Content starts

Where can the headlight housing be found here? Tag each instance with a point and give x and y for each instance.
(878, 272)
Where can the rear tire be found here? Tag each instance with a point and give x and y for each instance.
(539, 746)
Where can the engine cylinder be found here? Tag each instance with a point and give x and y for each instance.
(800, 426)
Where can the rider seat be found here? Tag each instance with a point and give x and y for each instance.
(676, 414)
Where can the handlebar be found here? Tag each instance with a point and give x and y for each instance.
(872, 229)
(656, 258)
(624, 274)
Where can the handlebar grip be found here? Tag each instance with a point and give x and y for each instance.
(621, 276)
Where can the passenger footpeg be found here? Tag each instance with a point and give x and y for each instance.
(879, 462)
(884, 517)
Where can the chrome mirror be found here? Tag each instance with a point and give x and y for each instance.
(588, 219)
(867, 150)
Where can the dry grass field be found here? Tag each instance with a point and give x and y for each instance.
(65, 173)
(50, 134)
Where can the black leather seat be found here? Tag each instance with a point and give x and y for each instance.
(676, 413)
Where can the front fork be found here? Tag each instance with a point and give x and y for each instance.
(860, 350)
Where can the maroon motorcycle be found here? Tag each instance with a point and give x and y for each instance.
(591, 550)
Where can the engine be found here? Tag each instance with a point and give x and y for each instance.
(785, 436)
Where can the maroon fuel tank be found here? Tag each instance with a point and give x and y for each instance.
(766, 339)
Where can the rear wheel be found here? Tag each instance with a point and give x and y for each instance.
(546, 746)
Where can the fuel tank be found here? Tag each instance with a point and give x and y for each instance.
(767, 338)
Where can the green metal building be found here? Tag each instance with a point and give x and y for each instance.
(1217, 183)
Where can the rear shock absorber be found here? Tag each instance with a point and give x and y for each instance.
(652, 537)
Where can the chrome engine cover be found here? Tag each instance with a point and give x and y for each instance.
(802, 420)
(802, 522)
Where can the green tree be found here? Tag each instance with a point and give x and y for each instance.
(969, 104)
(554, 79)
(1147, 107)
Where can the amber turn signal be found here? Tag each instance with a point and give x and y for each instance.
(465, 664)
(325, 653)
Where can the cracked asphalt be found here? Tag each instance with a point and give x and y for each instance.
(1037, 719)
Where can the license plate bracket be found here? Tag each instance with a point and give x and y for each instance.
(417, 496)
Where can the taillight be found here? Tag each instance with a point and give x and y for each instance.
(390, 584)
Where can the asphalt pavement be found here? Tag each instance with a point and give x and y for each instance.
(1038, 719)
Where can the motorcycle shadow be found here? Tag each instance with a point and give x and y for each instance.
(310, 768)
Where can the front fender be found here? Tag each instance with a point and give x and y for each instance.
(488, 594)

Content ends

▸ **EXERCISE REQUIREMENTS**
Beginning at the line with "Where can the chrome engine", write out each line exactly as it stands until the listing ends, and add nothing.

▸ **SOLUTION FOR THIS PROBLEM**
Where can the chrome engine cover be found here? Tag each instance with a point and give x and y for each instance.
(802, 420)
(802, 522)
Where can the green tree be found here? Tag each instance with a point and give x and y for each instance.
(969, 104)
(554, 79)
(1147, 107)
Where can the amber turn signal be found here? Tag each instance with a point and give x and y for each instance.
(465, 664)
(325, 653)
Where can the cracked asphalt be found here? Tag each instance with a point and give x and y for each instance.
(1037, 719)
Where can the license plate bracket be found here? Tag each instance with a point and give x and y for each instance.
(417, 496)
Where can the taillight be found here? Tag each instance with a point and give x and y for each instance.
(390, 584)
Where can the asphalt pavement be found here? Tag each instance with a point and give x and y for each instance.
(1038, 719)
Where can the motorcycle shadow be found here? Tag each instance with a point and give x and y for each instance.
(310, 768)
Where can the front fender be found here? Tag each instance with a point and give x and y for each instance.
(488, 594)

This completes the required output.